### Raw records
══════════════════════════════

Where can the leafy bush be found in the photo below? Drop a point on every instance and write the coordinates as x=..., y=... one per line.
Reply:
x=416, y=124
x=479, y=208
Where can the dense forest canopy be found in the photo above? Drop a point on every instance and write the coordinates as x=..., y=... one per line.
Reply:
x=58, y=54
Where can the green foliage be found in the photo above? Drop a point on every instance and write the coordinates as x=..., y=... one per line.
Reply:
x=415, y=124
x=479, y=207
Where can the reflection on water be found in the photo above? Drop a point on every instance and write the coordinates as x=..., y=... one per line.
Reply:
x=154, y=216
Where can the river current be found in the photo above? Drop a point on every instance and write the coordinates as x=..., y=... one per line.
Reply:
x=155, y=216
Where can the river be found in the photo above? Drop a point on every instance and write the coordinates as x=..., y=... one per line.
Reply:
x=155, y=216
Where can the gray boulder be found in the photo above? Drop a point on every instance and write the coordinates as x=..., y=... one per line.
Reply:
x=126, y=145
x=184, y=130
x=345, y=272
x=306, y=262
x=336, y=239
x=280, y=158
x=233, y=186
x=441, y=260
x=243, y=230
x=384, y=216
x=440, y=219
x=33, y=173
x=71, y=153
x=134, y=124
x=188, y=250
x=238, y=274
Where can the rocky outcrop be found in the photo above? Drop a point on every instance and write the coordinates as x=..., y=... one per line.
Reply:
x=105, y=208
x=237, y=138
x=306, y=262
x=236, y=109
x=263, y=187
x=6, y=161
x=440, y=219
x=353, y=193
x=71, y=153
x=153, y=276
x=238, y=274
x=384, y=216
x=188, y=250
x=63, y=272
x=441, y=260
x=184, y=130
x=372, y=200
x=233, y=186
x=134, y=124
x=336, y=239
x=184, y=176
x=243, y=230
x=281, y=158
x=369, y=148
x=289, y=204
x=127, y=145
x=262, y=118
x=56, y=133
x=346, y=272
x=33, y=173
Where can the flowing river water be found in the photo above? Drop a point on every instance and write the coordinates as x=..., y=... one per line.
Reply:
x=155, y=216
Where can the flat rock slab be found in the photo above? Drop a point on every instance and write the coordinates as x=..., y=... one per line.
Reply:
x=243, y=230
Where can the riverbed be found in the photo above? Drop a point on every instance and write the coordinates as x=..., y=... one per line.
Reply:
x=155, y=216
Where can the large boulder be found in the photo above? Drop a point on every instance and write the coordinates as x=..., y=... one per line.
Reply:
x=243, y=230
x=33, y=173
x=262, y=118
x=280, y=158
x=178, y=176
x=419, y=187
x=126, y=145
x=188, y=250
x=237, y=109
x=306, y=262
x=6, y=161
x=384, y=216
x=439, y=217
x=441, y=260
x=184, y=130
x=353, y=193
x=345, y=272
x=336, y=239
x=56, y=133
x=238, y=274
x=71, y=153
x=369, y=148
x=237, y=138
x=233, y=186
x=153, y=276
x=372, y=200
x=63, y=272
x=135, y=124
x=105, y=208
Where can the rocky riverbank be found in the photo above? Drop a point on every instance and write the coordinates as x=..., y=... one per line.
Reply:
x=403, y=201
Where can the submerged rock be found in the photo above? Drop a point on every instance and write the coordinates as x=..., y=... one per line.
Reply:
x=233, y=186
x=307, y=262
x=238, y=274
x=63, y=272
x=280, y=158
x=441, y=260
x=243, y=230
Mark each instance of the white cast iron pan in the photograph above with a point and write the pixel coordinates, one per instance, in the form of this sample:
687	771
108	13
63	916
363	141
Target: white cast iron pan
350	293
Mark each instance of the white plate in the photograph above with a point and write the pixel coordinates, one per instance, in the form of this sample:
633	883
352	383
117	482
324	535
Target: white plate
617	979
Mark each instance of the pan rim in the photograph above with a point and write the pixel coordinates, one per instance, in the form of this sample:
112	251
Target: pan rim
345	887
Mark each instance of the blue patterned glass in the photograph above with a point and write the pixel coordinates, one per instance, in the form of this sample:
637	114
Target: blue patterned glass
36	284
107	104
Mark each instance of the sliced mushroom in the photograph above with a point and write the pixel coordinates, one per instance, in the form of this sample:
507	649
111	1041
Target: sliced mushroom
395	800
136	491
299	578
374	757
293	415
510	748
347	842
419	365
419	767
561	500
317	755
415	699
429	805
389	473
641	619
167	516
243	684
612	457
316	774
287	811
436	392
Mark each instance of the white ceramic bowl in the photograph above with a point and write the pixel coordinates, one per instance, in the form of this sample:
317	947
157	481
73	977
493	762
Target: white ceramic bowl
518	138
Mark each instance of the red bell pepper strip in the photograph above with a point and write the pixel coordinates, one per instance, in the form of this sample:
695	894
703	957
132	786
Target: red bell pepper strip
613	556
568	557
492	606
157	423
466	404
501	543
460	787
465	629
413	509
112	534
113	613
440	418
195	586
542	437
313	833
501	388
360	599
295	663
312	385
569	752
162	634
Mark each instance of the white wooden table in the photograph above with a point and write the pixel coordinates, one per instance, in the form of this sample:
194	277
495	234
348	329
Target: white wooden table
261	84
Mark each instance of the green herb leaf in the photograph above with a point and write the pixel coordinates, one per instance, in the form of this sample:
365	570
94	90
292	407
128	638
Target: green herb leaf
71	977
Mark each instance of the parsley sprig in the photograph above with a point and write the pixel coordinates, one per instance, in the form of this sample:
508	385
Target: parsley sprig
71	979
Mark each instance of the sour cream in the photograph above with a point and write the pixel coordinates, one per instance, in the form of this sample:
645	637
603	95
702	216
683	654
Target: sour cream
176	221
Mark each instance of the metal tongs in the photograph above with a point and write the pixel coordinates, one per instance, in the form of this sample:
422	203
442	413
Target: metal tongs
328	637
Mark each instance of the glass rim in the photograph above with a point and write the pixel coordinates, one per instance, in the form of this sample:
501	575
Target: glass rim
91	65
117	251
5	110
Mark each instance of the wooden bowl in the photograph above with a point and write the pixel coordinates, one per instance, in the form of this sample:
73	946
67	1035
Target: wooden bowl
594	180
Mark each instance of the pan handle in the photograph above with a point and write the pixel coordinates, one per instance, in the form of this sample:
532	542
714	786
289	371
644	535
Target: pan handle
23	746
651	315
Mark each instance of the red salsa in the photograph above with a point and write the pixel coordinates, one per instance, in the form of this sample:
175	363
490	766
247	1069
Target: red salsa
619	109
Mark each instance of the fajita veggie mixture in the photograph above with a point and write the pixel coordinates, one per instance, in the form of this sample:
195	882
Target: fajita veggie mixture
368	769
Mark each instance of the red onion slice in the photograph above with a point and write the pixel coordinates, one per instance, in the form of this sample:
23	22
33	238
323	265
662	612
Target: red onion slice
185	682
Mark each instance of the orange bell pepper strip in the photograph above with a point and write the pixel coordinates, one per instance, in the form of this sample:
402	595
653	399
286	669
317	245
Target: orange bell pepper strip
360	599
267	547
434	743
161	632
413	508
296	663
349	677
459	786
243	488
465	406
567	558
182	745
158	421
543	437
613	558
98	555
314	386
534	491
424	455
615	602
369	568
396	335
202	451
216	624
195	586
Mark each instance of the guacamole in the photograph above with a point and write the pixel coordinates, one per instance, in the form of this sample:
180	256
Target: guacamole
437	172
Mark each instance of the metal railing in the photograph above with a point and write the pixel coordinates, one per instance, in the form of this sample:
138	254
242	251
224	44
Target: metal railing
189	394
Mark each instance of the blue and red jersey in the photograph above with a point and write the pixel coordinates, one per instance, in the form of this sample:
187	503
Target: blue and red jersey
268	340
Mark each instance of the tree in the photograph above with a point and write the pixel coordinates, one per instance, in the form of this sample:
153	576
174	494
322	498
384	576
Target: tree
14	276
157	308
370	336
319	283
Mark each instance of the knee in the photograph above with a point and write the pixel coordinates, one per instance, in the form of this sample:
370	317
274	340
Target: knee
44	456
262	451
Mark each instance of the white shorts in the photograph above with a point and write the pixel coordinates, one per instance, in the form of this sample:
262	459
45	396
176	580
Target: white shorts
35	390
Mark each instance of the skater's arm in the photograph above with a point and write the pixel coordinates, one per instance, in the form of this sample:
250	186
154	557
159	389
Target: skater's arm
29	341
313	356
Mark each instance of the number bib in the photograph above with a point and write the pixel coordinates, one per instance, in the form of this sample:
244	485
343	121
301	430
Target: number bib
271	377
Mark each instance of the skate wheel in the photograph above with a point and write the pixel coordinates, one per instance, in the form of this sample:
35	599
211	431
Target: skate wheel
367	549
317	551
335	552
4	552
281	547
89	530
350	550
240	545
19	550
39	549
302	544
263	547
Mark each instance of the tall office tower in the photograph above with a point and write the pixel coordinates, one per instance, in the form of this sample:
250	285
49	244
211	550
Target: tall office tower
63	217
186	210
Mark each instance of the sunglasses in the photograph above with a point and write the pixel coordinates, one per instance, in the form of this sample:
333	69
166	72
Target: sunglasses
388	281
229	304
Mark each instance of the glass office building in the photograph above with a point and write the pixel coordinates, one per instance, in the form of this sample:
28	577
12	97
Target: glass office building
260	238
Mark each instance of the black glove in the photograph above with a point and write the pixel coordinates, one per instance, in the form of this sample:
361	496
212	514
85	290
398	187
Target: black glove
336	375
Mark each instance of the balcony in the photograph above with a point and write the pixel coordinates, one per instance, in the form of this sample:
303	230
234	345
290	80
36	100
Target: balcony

══════════════════════════════

### WHAT IS EXPECTED
Reproduce the lines from the line with "Where can the green" up to and including the line with "x=479, y=207", putting "leafy vegetation" in place of "green foliage" and keeping everything else the same.

### FULL RESPONSE
Where can the leafy vegetation be found in the photo above? Drop a point on every instance and write the coordinates as x=..., y=... one per line.
Reply:
x=415, y=124
x=479, y=207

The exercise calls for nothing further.